** Start SOURCE DATA **

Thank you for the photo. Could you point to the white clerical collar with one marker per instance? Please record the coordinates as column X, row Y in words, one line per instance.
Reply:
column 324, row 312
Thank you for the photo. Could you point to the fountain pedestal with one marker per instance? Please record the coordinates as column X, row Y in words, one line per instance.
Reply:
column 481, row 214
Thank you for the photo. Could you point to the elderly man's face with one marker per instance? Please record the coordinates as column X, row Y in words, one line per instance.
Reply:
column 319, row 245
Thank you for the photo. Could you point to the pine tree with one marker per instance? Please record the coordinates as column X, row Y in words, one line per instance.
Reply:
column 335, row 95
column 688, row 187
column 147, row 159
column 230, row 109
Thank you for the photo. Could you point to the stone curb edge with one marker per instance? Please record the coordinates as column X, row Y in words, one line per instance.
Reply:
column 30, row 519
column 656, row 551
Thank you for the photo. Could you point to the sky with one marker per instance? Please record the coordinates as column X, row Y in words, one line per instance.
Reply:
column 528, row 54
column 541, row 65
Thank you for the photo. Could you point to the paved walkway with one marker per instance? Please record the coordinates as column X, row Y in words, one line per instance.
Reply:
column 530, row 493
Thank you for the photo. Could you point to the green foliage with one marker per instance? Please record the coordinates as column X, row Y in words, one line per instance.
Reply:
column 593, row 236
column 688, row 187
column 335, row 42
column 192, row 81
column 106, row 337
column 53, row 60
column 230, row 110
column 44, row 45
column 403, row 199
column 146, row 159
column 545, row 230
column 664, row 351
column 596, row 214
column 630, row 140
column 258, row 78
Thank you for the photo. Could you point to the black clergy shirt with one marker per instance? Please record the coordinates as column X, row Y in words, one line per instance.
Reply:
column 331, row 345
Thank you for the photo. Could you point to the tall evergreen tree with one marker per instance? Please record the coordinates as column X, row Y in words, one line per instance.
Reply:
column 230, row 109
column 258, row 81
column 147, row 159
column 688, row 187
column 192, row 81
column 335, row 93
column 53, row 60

** End SOURCE DATA **

THE PROBLEM ▸ Reproduce only the part of the listing that opens with the line containing "Thank you for the photo. Could you point to the paved" and closes with the line containing "column 530, row 493", replacing "paved walkway" with "stone path" and leaving everything else unchanged.

CORRECT RESULT ▸
Thank you for the photo. Could you point to the stone path with one marker per instance? Please record the coordinates as column X, row Y in words, one line per instance.
Reply:
column 530, row 493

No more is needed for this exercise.